The way the coverage bot works currently is running all tests and finding the lines and branches in the corresponding classes to those tests. One requirement is that the target class to test and its test class must be in the same package. So, I would suggest not moving this class if possible because you will need to move lots of other classes along with it.

Class BatchAppenderatorTester that must be moved also if we want to move the test classes to the server module is very difficult to move because it uses the constructor for class IndexTask.IndexTuningConfig which is not available in the server module. Moving that class will demand moving a lot of classes that do not make sense in the server module.

I am excluding the class again.. I see no easy way to moving them all to the same package. We are fighting against a tool (coverage) primarily, secondarily against module design (i.e. "server" has some batch stuff and it should only have "realtime" stuff). Resolving the latter, which takes non-trivial effort and should go in another ticket, will also resolve the former.

Removed class from exclusion after finding a way to move the test classes to the server module.

jihoonson · 2021-06-26T00:15:23Z

server/src/main/java/org/apache/druid/segment/realtime/appenderator/BaseAppenderatorDriver.java

@@ -172,7 +172,7 @@ SegmentWithState getAppendingSegment()

·····

__What is needed__. Resume the code review thread about moving the appenderator test classes for coverage, starting right after its final line. The data that follow come from a separate source unrelated to the code review thread on test coverage.

·····

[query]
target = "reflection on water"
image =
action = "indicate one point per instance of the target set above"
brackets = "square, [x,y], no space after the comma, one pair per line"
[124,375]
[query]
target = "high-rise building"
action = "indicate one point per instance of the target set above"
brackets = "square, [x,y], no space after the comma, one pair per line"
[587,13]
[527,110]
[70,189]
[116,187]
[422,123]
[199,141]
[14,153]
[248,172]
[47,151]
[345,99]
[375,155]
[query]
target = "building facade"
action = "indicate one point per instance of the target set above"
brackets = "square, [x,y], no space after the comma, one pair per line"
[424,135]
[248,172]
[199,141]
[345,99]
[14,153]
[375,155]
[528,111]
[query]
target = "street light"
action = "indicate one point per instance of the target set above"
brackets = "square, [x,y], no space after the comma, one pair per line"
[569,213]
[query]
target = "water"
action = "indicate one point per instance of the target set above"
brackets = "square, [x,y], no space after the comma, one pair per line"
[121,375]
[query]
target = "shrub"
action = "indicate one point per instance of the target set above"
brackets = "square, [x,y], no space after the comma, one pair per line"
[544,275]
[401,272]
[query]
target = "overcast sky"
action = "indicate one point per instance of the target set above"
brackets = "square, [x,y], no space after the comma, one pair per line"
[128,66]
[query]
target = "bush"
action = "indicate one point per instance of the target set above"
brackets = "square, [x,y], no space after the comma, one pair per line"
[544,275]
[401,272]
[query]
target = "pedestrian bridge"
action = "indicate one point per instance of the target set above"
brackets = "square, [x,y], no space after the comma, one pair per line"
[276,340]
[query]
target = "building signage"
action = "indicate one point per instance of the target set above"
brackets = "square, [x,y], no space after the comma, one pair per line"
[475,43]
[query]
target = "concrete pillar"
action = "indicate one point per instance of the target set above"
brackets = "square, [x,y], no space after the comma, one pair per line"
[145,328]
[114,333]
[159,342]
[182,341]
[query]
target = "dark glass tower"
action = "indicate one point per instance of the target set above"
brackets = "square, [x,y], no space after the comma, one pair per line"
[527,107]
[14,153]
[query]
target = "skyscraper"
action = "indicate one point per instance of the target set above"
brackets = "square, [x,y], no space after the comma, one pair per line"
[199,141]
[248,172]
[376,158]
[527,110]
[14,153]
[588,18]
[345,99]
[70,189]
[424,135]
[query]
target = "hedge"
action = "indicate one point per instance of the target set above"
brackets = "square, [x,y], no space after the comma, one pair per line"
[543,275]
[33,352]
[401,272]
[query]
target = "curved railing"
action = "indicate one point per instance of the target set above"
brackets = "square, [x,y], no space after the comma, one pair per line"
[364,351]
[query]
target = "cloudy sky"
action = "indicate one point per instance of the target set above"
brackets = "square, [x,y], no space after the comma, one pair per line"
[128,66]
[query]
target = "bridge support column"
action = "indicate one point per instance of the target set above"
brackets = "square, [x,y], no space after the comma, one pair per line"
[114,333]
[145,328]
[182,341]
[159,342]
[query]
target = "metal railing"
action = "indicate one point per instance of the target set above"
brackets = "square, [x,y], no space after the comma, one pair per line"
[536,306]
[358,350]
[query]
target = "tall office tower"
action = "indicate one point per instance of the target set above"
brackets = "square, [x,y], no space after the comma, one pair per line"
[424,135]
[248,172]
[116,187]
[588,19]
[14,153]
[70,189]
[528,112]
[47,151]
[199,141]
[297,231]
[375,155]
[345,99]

·····

__Response to the task__.
  /**
   * Allocated segments for a sequence
   */
-  static class SegmentsForSequence
+  public static class SegmentsForSequence


BatchAppenderatorDriver is in the same package as BaseAppenderatorDriver. I assume you meant BatchAppenderatorDriverTest which is the class you moved to another package. As I said in my other comment, the class to test and its corresponding test class should be in the same package to help the test coverage bot. I suggested to not move the package of BatchAppenderatorDriverTest and thus you will not need to change this access modifier either. Same for other access modifier changes in this class.

jihoonson · 2021-06-26T00:19:30Z

server/src/main/java/org/apache/druid/segment/realtime/appenderator/BatchAppenderator.java

+      FireDepartmentMetrics metrics,
+      DataSegmentPusher dataSegmentPusher,
+      ObjectMapper objectMapper,
+      @Nullable SinkQuerySegmentWalker sinkQuerySegmentWalker,


This parameter must be always null per the argument checker below.. Can we just remove it?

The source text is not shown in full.